• [GIVEN INSTRUCTION 1]: Duplicate the part of the article on the state and the police that opens with the words containing "Organisations that identify" and closes with "in the concrete.".

Crystallised confusion – Socialist Alternative on the State and the Police

At a demonstration in London on Saturday 26 June, our British comrades purchased the June 2021 issue of Socialist Alternative (No. 16) and were surprised to find an article entitled “The State and the Police” by Jack Yarlett of Merseyside Socialist Alternative, which presents an orthodox Marxist analysis of the role of the capitalist state apparatus, in particular the police:

“To put a long answer short, the police, and the state more widely, exist to protect and serve the interests and power of the capitalist class—to ensure that the system of ownership and profit by the wealthy few is safe from social discontent and resistance among working class people.”

Organisations that identify with the political tradition of the Militant Tendency sometimes recognise the fundamental role of the police in the abstract, but stop short of drawing the logical conclusions in the concrete.

• [GIVEN INSTRUCTION 2]: Gather every line of the records below that contains the word "point" and copy each one out.

• [PROVIDED RECORDS]:
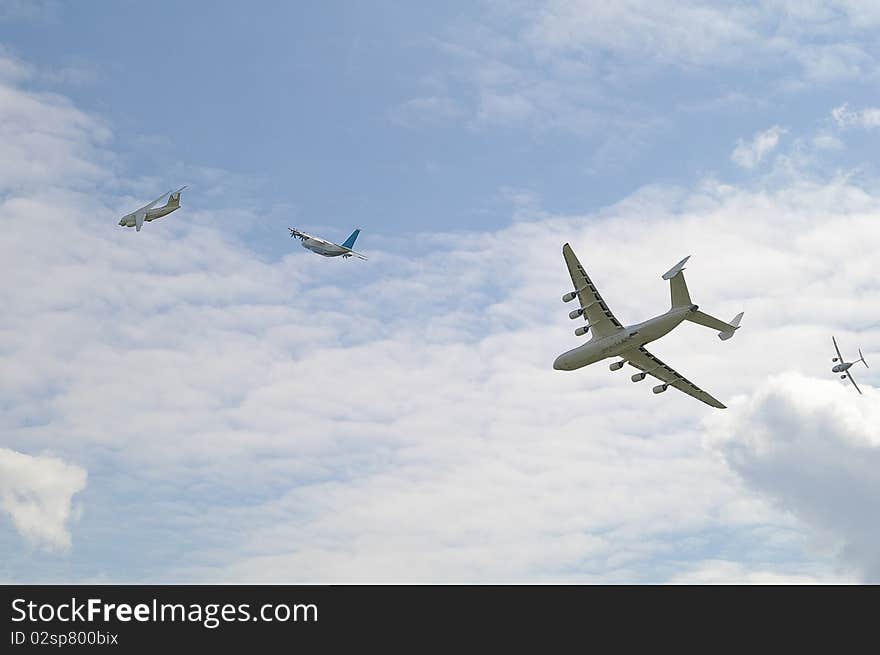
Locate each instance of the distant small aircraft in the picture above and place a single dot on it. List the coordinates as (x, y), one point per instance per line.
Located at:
---
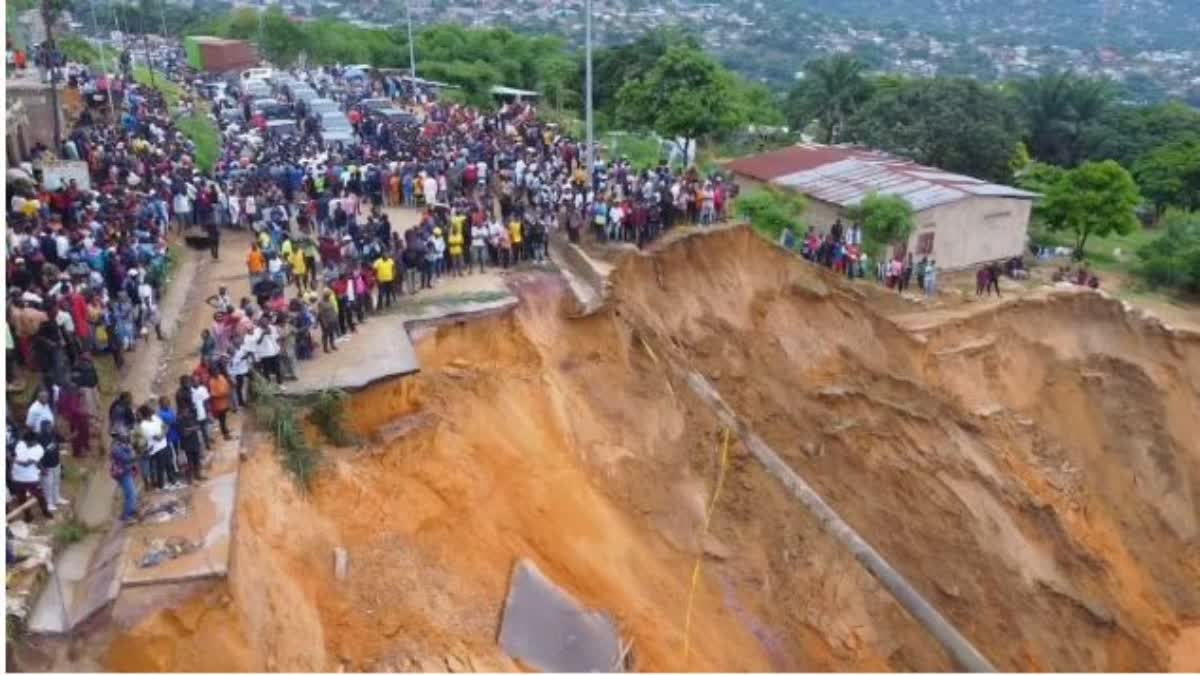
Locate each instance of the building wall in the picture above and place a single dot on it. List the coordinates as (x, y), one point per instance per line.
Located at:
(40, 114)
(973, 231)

• [ANSWER 1]:
Organisations that identify with the political tradition of the Militant Tendency sometimes recognise the fundamental role of the police in the abstract, but stop short of drawing the logical conclusions in the concrete.

• [ANSWER 2]:
Locate each instance of the distant small aircraft in the picture above and place a single dot on it. List the coordinates as (x, y), one point per instance per line.
Locate each instance of the building wall in the picture above and place a single dot on it. List the coordinates as (x, y), one point per instance per line.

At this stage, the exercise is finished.